GIVEN RECORDS >>
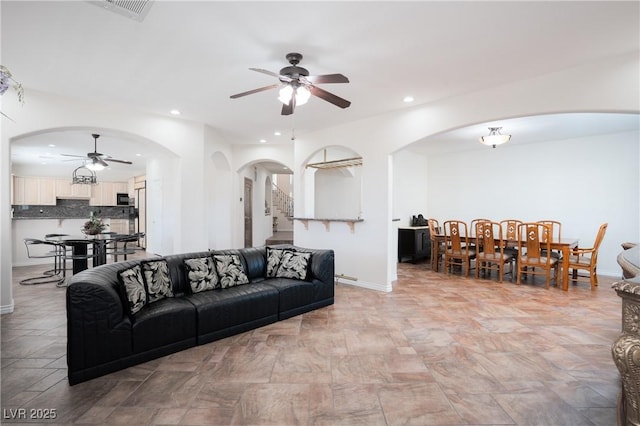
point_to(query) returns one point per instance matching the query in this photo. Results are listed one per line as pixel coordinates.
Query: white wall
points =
(410, 192)
(580, 182)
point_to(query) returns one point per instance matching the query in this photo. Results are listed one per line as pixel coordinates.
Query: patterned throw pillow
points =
(294, 265)
(157, 278)
(202, 274)
(274, 256)
(133, 284)
(230, 270)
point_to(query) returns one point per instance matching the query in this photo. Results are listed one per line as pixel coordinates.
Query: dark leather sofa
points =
(102, 337)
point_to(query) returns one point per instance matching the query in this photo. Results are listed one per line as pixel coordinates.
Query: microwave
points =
(122, 199)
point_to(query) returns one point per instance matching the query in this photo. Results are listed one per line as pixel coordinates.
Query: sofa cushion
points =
(201, 273)
(294, 265)
(132, 285)
(165, 322)
(274, 257)
(157, 279)
(229, 307)
(230, 270)
(292, 293)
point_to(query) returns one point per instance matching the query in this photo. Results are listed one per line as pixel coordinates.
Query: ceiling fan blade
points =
(327, 78)
(251, 92)
(113, 160)
(329, 97)
(267, 72)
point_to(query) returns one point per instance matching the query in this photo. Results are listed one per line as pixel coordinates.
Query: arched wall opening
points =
(332, 178)
(255, 216)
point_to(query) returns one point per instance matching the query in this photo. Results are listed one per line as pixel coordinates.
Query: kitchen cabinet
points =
(105, 193)
(414, 242)
(119, 226)
(65, 189)
(33, 191)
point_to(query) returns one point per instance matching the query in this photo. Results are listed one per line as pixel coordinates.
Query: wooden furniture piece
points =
(587, 259)
(490, 255)
(414, 242)
(457, 251)
(510, 236)
(437, 245)
(554, 233)
(531, 260)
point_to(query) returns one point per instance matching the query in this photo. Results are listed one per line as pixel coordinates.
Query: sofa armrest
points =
(98, 328)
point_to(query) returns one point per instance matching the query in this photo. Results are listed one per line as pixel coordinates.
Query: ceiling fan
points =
(96, 160)
(296, 85)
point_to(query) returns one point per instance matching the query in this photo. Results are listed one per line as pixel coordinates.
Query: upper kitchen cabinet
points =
(33, 190)
(106, 193)
(65, 189)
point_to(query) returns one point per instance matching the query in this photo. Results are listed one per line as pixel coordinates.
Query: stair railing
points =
(282, 201)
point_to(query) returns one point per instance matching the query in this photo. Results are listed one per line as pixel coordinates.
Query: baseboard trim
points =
(364, 284)
(7, 309)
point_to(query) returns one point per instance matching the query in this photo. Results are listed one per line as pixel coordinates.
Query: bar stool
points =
(35, 250)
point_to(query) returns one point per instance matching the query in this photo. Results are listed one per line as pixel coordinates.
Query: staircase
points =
(282, 201)
(282, 210)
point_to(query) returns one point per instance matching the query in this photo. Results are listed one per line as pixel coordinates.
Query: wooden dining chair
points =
(490, 255)
(587, 259)
(510, 236)
(437, 245)
(554, 234)
(531, 246)
(458, 251)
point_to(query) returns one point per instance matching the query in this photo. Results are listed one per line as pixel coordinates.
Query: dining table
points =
(564, 245)
(80, 248)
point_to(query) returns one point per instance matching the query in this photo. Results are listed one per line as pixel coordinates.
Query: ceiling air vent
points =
(133, 9)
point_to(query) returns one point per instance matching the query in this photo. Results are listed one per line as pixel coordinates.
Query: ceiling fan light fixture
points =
(494, 138)
(302, 94)
(94, 165)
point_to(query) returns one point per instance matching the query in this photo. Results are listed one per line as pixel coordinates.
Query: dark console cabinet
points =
(414, 242)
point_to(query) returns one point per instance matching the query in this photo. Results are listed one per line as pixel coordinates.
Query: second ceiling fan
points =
(296, 85)
(96, 160)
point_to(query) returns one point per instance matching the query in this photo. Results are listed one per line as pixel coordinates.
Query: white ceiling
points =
(193, 55)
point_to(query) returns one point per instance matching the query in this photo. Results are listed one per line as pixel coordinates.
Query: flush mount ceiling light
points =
(494, 138)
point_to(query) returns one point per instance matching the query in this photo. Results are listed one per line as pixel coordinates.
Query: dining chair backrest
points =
(510, 229)
(455, 233)
(531, 238)
(555, 230)
(598, 240)
(434, 227)
(473, 224)
(488, 236)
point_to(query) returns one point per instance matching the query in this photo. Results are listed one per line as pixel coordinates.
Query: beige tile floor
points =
(438, 350)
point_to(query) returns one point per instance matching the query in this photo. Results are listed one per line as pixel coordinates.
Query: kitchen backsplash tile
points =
(69, 209)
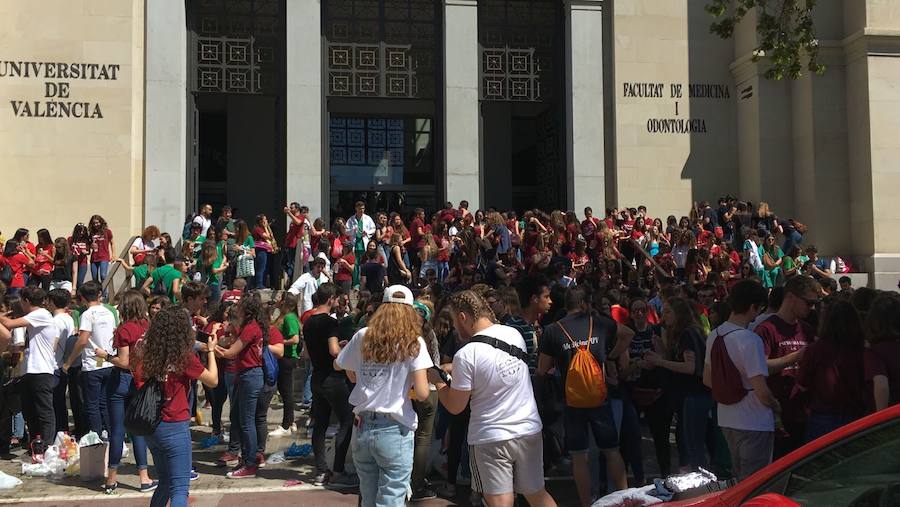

WHAT THE TASK REQUIRES >>
Find every line in the records above that contains the word "dark", and copy each one out in full.

COMPLETED TASK >>
Query: dark leather sofa
Query: dark console cabinet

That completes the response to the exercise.